▶
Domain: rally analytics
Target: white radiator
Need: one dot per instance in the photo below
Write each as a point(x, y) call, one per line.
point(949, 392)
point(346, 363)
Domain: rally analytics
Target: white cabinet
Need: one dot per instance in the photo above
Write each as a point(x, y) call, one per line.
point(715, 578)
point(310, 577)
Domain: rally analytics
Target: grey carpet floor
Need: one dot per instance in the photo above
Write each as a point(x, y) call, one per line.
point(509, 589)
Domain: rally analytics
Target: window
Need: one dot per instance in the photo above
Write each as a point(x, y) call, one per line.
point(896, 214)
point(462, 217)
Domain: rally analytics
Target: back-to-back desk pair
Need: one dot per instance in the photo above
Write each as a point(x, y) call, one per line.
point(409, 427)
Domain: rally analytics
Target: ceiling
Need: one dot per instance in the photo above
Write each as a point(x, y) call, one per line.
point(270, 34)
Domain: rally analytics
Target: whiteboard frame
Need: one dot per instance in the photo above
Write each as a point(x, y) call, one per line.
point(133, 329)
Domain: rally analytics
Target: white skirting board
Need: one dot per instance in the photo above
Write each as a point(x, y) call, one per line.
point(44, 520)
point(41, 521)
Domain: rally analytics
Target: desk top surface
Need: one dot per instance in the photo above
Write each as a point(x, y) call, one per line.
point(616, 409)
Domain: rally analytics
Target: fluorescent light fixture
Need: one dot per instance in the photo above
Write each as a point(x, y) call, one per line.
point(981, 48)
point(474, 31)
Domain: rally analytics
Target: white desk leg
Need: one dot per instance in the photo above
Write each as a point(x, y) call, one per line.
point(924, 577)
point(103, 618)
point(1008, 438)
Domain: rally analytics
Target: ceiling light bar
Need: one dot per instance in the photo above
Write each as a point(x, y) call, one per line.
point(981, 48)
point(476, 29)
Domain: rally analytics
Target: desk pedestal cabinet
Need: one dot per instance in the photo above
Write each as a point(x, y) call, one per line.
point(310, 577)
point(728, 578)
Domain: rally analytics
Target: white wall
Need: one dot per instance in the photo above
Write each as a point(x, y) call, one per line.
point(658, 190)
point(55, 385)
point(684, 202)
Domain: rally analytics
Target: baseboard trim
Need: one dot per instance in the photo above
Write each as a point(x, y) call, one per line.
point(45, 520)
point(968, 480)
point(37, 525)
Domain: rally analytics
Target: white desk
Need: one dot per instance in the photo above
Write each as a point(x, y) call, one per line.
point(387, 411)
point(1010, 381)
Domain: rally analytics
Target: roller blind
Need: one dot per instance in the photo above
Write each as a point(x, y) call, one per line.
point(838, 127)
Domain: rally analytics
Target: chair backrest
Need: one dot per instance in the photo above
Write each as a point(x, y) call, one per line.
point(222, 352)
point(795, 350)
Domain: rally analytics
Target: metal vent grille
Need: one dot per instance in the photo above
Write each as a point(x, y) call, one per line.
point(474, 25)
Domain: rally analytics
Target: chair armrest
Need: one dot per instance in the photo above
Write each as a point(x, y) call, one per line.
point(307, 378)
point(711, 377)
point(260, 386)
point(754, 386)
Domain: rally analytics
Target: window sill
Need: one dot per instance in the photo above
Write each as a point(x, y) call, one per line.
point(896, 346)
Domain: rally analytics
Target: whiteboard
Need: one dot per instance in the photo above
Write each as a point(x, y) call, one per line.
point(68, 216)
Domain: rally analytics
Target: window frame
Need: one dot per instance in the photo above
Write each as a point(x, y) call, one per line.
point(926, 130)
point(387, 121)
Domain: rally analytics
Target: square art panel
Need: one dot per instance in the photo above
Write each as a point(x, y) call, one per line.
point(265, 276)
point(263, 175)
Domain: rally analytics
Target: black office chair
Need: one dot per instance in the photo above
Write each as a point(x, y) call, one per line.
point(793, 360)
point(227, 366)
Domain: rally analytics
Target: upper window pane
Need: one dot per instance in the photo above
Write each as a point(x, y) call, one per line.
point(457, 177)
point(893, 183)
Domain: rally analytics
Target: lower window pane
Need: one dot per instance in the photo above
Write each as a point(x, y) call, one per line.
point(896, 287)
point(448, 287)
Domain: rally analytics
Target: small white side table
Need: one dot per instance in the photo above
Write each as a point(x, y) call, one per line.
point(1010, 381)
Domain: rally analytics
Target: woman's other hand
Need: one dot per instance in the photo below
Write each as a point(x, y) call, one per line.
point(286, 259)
◀
* Objective
Quote all of the data above word for word, from the first line to the last.

* Solution to the problem
Domain: rally analytics
Target: white radiator
Need: one dot per instance in the photo below
Write each as a point(x, y) call, one per line.
point(949, 392)
point(346, 363)
Domain: rally analytics
Target: white cabinet
Need: one dot per instance in the photo above
Write each as a point(x, y) call, one per line.
point(715, 578)
point(310, 577)
Domain: rally analytics
Target: grey carpet floor
Need: one dot per instance in the photo above
Write each as a point(x, y) call, one per line.
point(509, 589)
Domain: rally analytics
Target: window
Need: one dot per instance in the photo above
Write each as a point(x, y) call, one per line.
point(896, 214)
point(462, 217)
Domain: rally analytics
Target: back-to-back desk pair
Need: one dot per instance in the photo above
Write each as a point(x, y) call, one per line.
point(409, 427)
Domain: rally analytics
Target: ceiling
Need: one dot per instance in the photo above
Write each as a point(x, y) call, one per line.
point(270, 34)
Domain: rally analytics
Target: whiteboard frame
Need: one dot per instance in the photo above
Write each as a point(x, y) call, one per line.
point(133, 329)
Domain: rally analytics
Target: white skirting board
Need: one dot per instance in the photo above
Write each as a point(x, y) call, one per line.
point(44, 520)
point(41, 521)
Domain: rally analytics
Target: desk top surface
Need: one dot per instance in the photo above
Write each as a point(x, y) call, one per line.
point(616, 409)
Domain: rally analytics
Target: fluorescent light fixture
Need: one dot per instance in the photo above
Write each as a point(x, y) call, one per line.
point(981, 48)
point(474, 31)
Domain: rally analytics
Target: white desk leg
Need: one dot per instance in the photo above
Write each as a point(x, y) call, one per line.
point(924, 577)
point(103, 618)
point(1008, 438)
Domain: rally analytics
Target: ceiling light bar
Need: one dot per instance in the photo above
Write each as a point(x, y) call, one per line.
point(981, 48)
point(476, 29)
Domain: rally analytics
Target: desk pedestal cabinet
Need: one dot per instance in the photo above
Write each as a point(x, y) call, one per line.
point(310, 577)
point(728, 578)
Domain: rally analytics
Target: white wall
Need: one dot per instance in the photo above
Write each as a point(x, y) call, one per line.
point(658, 190)
point(55, 385)
point(684, 202)
Domain: rally analytics
Target: baseboard trim
Need: one dot per instance in the photo above
Write each as a point(x, y) call, one per line.
point(45, 520)
point(968, 480)
point(37, 525)
Domain: rally analytics
Target: white desk
Need: one dot per instance in the photo above
Write each as a point(x, y) call, one per line.
point(387, 411)
point(1010, 381)
Domain: rally analytics
Target: roller blind
Need: one dot per instance in the photo above
Write each as a point(x, y) call, one per line.
point(838, 127)
Domain: rally analytics
Target: chair backrest
Need: one dot per instance in the photo above
Write each as a point(x, y) call, one per line.
point(222, 352)
point(795, 350)
Domain: rally analytics
Target: metal vent grille
Need: one dot per instance in the photo above
Write each as a point(x, y) call, one per line.
point(474, 25)
Domain: rally analytics
Target: chair armrest
Need: one dot per instance in the photo above
Write each as a point(x, y) call, one per line.
point(307, 378)
point(711, 377)
point(260, 386)
point(754, 386)
Domain: rally analytics
Target: window sill
Need: one dot per instance in the photo above
Write each as a point(x, y) call, one per line.
point(896, 346)
Domain: rally analytics
Target: whiteboard
Need: one dot per instance in the photo above
Write each as a point(x, y) call, one per line.
point(68, 216)
Domain: rally analytics
Target: window frame
Need: one dot per instance in the photo above
Write each as a point(x, y) call, one per line.
point(926, 130)
point(387, 121)
Domain: rally analytics
Target: square art panel
Need: one dot per instance in the photo above
Write each as a point(x, y) call, one per line.
point(265, 276)
point(263, 175)
Domain: rally analytics
Target: black office chair
Need: one dot per instance in the photo above
Write each as a point(x, y) call, one per line.
point(793, 360)
point(227, 366)
Domain: rally analytics
Target: upper window pane
Need: one dot per instance in the photo above
Write each as a point(x, y) call, one per line.
point(457, 177)
point(893, 183)
Domain: rally analytics
Target: lower window pane
Need: one dot per instance in the photo above
Write each as a point(x, y) call, one per line.
point(896, 287)
point(448, 287)
Domain: rally analytics
Target: small white side table
Need: one dot per instance in the photo above
Write each as a point(x, y) call, one per line.
point(1010, 381)
Domain: rally analytics
Target: woman's other hand
Need: one dot per instance in the photo below
Write each as a point(x, y) call, one per line.
point(286, 259)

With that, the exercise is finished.